Entries from a dataset:

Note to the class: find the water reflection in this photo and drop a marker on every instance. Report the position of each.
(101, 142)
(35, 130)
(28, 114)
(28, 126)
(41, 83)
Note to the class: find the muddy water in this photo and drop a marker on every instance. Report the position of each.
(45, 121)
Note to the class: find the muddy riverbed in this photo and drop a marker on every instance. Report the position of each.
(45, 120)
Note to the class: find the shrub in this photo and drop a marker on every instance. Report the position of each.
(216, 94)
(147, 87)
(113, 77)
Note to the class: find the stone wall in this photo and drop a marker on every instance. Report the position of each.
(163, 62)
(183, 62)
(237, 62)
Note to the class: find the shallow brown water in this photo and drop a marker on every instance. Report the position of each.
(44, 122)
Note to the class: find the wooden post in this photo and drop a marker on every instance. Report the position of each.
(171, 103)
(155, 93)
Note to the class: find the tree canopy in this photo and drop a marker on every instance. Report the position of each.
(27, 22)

• [YOUR INSTRUCTIONS]: Copy out every one of the rows above verbatim, without changing a single character.

• [REPLY TO THE EXERCISE]:
Note to the class: find the water reflection in this photo and drop a marker on every instance. Report the position of each.
(101, 142)
(35, 130)
(28, 114)
(28, 126)
(41, 83)
Note to the class: find the muddy water in this photo and drop a marker on every instance. Report the position of each.
(45, 121)
Note to the class: find the muddy riverbed in this photo and drop a marker on every instance. Report the position of each.
(45, 120)
Note to the class: find the shrub in this photo and drop a marker on every instance. Report the position of each.
(216, 94)
(147, 87)
(113, 77)
Note to the class: find the stone wall in this photo and drop a marker on every instance. Report the position of each.
(163, 62)
(183, 62)
(237, 62)
Note to the class: find the shallow brown water in this photo and drop a marker on every instance. Report the position of each.
(44, 122)
Note to the class: find the wooden post in this photo and drop a marker on every instance. Report the position of each.
(171, 103)
(155, 93)
Note to the class: find the tree canopy in this photo and drop a marker on every instance. Report the position of each.
(27, 22)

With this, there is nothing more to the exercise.